## SOURCE DOCUMENT
## start
NeighborSampler cannot sample all the neighbors

Hi,

Thanks for the sharing of the library. I am puzzled when I use the NeighborSampler on huge graph.

If I set the batch size as 1, and set the expand_factor as 30, and neighbor_type as ‘in’, I expect that all the neighbors should be extracted if the node’s in-degree is less than 30. However, I get the following results:
Id , Sample size, predecessors generated by function predecessors(), in-degree
|6250|torch.Size([5])|torch.Size([7])|7|
|—|---|—|---|
|6251|torch.Size([15])|torch.Size([15])|15|
|6252|torch.Size([2])|torch.Size([2])|2|
|6253|torch.Size([7])|torch.Size([7])|7|
|6254|torch.Size([1])|torch.Size([1])|1|
|6255|torch.Size([3])|torch.Size([3])|3|
|6256|torch.Size([10])|torch.Size([12])|12|
|6257|torch.Size([10])|torch.Size([14])|14|
|6258|torch.Size([12])|torch.Size([13])|13|
|6259|torch.Size([3])|torch.Size([3])|3|
|6260|torch.Size([9])|torch.Size([11])|11|

We can get that for some nodes, the number of sampled neighbors is smaller than the in-degree although the expand_factor is set as 30 (larger than the number of neighbors).
## end
## EXCERPTED DATA
## start
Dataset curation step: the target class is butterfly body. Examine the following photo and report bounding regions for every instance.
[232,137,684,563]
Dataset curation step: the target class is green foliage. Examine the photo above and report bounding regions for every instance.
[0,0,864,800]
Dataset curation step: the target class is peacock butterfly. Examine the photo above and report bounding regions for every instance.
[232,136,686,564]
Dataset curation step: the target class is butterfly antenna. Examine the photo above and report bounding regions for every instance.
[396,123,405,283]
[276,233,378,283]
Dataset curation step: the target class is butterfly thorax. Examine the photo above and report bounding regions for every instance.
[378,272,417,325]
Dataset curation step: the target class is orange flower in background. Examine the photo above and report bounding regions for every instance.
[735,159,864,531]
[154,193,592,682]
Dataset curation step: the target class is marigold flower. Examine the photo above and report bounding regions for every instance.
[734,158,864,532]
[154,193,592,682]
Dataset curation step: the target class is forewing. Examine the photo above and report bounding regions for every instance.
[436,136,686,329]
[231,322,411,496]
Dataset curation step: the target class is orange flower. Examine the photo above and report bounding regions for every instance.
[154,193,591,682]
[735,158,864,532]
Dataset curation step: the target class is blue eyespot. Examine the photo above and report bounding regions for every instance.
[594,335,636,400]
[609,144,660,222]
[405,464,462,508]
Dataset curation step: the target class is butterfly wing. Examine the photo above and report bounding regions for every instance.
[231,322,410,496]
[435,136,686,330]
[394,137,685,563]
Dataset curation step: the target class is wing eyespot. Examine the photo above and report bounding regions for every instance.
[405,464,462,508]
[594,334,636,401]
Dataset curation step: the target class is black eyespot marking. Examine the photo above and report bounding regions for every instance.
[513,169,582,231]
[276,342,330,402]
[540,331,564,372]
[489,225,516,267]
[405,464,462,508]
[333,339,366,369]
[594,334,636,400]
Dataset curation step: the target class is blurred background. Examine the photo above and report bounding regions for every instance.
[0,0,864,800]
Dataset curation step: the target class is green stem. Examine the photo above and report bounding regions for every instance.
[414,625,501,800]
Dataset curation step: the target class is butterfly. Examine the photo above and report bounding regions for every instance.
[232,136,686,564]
## end
## EXERCISE PROMPT
In the forum post about NeighborSampler, why does the poster expect every neighbor of a node to be extracted?

## WORKED ANSWER
The batch size is set to 1, the expand_factor to 30, and neighbor_type to 'in'. For any node whose in-degree is less than 30, the expand_factor exceeds the number of neighbors, so the poster expects none of them to be left out.